__WHAT TO WORK ON__:
Continue the car detailing tips article below, starting right after its last sentence about working from the wheel cleaner on the right toward the left.

Tuesday, June 11, 2013

21 Detailing Tips from the Pros!

A little prep is all it takes to make your ride shine

Feature Article from Hemmings Sports & Exotic Car

July, 2006 - Craig Fitzgerald and George Mattar

We see an awful lot of cars in this business, traveling as we do to auctions, concours, car shows, national conventions and neighborhood cruise nights. The only way to rise to the top of the heap among all the other nice cars out there is to be absolutely obsessive about detailing a car. A top-quality, well-planned detail job can turn a twenty-footer into a standout when it comes time to pick up the trophies, or wring those last few dollars out of a potential bidder at auction.
We spent hours on the phone and online with experts around the country, learning their secrets and applying them to our own nasty cars, in the hopes of making them look a little more presentable for shows, and for everyday driving as well. When it gets right down to it, attention to detail and frequency of a proper cleaning make the job a lot easier when you really have to do it.
Everything we're showing here we've tried ourselves. We've also gotten tips from George Mattar (our own on-staff professional detailer). He ran his own detailing business for decades and had hundreds of happy clients.
We've learned a lot, and we thought we'd break it all down into manageable bites. We hope you'll pick up a few pointers you can use to keep your own car at the top of its game.
Photo 1: Eric Eadington of Flawless Auto in Newport Beach, California, gave us the cardinal rule of detailing: "The final finish is 90 percent in the prep," he says. "The most common misconception is that a wash and wax will give a show-car shine." Hey, I think we've heard that rule before, and it was the same for painting a car.
Photo 2: Everyone we talked to had this piece of advice: READ THE DIRECTIONS. Every product is different, and how you apply it can mean the difference between a satisfying experience and a huge letdown. Take three seconds and read the back of the package.
Photo 3: We'll warn you right up front: Get a password to Autopia.org and you're going to be spending a lot of "work time" surfing around looking for killer detailing tips. It's a great Web site populated by both professional detailers and folks who just like to have ultra-clean cars. Anything you should know, you'll definitely find here.
Photo 4: You know how to wash your car, right? We thought so, too, but we've recently been using the two-bucket method, and we'll never go back. Get yourself two buckets, and fill one with plain rinse water, and one with your soap and water solution. We got these two ten-gallon buckets for free from a local company that makes batteries. As you're washing, rinse your wash mitt or brush in the rinse bucket before you pick up soapy water. It will float the grit out of your mitt and not grind it back into the paint.
Photo 5: French chefs call it "mise en place" or "everything in its place." It refers to everything you need for a particular job being laid out in a place where you can reach it. We laid out all of our items on a wheeled cart so that we could roll it around the garage a bit easier. We also started with wheel cleaner on the right and worked our way through the job to the left to keep all of our chemicals separate.

__PROVIDED INFORMATION__:

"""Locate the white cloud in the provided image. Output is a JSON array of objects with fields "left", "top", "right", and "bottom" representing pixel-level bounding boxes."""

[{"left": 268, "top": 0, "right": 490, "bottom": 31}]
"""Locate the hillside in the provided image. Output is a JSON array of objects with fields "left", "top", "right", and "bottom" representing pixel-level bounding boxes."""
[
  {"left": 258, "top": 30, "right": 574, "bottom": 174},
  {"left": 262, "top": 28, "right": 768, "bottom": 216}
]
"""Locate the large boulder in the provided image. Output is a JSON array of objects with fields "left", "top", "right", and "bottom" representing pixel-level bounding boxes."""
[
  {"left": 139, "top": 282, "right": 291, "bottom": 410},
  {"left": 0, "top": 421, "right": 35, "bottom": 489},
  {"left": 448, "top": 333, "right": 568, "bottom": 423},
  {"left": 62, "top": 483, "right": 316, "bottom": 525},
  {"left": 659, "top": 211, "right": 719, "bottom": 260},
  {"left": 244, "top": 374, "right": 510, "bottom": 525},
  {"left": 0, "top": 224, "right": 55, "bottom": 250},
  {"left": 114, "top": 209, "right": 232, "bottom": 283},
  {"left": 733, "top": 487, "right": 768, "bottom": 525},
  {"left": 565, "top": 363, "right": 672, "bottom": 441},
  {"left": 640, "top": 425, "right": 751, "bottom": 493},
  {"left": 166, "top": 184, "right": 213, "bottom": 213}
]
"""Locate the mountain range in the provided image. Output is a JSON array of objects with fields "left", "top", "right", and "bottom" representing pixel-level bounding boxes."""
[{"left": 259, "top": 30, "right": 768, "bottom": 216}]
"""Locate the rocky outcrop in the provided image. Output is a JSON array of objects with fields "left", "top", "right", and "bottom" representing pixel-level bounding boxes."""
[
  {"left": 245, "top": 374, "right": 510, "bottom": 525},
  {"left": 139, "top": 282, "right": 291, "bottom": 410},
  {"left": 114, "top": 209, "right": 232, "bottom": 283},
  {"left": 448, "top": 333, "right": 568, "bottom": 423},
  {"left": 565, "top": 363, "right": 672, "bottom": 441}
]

__RESULT OF THIS EXERCISE__:
Photo 6: Clay bars have been the secret domain of pro detailers and bodyshops for years. We spoke to Mike Pennington at Meguiar's, and he noted that as long as you start with the least aggressive clay and keep the painted surface lubricated with a spray detailer (even a mild solution of carwash and water will work), there's nothing you can do to harm your paint. You'll feel it take surface contaminants right off the paint.
Photo 7: Here's what we mean when we say "swirl marks." They appear when a fine bit of grit is placed between your wash mitt, wax applicator or chamois cloth and the painted surface. Eric Eadington sent us these before and after shots of a Dinan M5 he had in his shop. Removing them requires patience, some swirl remover and a dual-action buffer.
Photo 8: For really nasty swirls, you're going to have to call in the reinforcements. If you can't find a dedicated swirl remover at your local parts house, check your phone book for an auto body supply store in your area.
Photo 9: The tool on the bottom is a Porter Cable dual-action buffer. The yellow one on the top is a DeWalt variable speed polisher. One you could hold on the paint for half an hour and not do anything too bad. The other could grind the paint off a battleship in half a second. Learn the difference. (Hint: buy a dual-action buffer and leave the polisher to the pros.)
Photo 10: Autopia.org regular Steve Mynott had this killer glass-cleaning tip: Wipe the glass in vertical strokes on the outside, and horizontal strokes inside. That way, if you have a streak, you'll know what side of the glass it's on.
Photo 11: We're going to warn you right now: This stuff is addictive. Sprayway is like the Krispy Kreme donut of glass cleaners. First off, it leaves an absolutely streak-free shine on the glass. Second, it stays put, unlike most glass cleaners that dribble all over the place the second they leave the bottle. And third, they haven't invented a sexier scent since the damp mimeograph sheets Mrs. Walsh used to hand out in third grade. Yummy.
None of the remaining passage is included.